WHAT IS EXPECTED:
Arrange the rows from the line with "give the mask of dark window" up to and including the line with "[[[69,12],[67,9],[59,11],[59,27],[62,27],[68,24]]]" as a numbered list, leaving out any blank lines.

[Outline annotation rows]
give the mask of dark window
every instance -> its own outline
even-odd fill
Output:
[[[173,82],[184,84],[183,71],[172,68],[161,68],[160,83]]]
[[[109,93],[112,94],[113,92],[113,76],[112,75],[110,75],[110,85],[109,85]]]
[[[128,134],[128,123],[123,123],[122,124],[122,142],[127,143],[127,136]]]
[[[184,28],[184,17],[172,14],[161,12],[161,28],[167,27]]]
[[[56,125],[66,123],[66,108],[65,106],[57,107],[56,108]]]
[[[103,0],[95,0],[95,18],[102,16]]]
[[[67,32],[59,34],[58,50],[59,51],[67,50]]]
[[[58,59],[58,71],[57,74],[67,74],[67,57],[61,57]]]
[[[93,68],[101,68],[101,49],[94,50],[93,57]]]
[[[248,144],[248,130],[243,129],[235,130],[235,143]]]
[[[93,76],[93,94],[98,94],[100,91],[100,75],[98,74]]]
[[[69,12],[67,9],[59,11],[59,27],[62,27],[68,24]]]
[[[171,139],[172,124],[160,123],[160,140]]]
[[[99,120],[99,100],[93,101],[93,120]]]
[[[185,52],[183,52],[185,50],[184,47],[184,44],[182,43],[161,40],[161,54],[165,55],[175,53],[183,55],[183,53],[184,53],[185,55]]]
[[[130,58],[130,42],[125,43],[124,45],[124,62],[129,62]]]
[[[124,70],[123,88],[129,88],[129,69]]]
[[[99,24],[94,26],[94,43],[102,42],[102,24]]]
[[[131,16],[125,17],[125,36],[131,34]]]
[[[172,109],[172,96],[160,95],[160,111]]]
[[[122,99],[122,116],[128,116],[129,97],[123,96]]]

* * *

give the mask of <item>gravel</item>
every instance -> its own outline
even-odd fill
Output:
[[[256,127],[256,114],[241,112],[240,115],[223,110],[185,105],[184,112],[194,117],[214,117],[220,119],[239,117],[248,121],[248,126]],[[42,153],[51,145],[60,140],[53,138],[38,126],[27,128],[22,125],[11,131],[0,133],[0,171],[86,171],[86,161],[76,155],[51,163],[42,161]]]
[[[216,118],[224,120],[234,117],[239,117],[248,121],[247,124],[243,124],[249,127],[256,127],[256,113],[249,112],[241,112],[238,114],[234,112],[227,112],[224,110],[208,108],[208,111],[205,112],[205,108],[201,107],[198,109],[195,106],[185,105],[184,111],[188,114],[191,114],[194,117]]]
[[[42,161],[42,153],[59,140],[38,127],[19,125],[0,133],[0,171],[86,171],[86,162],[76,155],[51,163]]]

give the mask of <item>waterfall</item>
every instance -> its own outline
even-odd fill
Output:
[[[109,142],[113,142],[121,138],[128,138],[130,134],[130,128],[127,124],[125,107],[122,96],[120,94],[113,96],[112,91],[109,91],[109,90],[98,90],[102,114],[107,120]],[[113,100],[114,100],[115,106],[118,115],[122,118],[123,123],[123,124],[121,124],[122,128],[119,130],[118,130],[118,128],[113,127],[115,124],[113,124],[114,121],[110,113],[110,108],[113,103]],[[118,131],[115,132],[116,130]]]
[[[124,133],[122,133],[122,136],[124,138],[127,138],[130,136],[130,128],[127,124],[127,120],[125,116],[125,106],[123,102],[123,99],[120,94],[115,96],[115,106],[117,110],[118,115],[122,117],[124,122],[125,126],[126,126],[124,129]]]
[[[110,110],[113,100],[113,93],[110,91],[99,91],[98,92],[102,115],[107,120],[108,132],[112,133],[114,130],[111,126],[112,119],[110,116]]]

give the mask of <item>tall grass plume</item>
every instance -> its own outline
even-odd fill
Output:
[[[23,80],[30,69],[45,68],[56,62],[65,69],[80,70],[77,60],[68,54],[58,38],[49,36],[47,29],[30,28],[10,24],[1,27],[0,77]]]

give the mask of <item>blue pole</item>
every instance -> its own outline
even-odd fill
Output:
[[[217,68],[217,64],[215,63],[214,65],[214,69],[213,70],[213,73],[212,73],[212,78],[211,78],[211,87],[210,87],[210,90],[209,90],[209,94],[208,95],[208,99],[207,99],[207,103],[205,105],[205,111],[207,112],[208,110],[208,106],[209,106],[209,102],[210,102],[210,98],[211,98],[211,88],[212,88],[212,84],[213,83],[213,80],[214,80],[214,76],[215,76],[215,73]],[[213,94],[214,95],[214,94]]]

--

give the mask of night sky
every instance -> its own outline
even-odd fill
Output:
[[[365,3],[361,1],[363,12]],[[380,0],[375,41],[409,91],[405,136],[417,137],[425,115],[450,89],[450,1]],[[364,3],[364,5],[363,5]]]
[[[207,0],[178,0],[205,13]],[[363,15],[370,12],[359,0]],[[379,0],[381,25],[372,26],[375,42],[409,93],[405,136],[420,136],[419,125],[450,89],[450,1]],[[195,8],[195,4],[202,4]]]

THE ANSWER:
1. give the mask of dark window
2. every instance -> its own outline
3. even-odd fill
4. Output:
5. [[[173,82],[184,84],[183,71],[172,68],[161,68],[160,83]]]
6. [[[109,93],[112,94],[113,92],[113,76],[112,75],[110,75],[110,85],[109,85]]]
7. [[[128,134],[128,123],[123,123],[122,124],[122,142],[127,143],[127,136]]]
8. [[[184,28],[184,17],[172,14],[161,12],[161,28],[167,27]]]
9. [[[56,125],[66,123],[66,108],[65,106],[57,107],[56,108]]]
10. [[[103,0],[95,0],[95,18],[102,16]]]
11. [[[67,32],[59,34],[58,50],[59,51],[67,50]]]
12. [[[58,59],[58,71],[57,74],[67,74],[67,57],[61,57]]]
13. [[[93,68],[101,68],[101,49],[94,50],[93,57]]]
14. [[[248,144],[248,130],[243,129],[235,130],[235,143]]]
15. [[[93,76],[93,94],[98,94],[100,91],[100,75],[98,74]]]
16. [[[69,12],[67,9],[59,11],[59,27],[62,27],[68,24]]]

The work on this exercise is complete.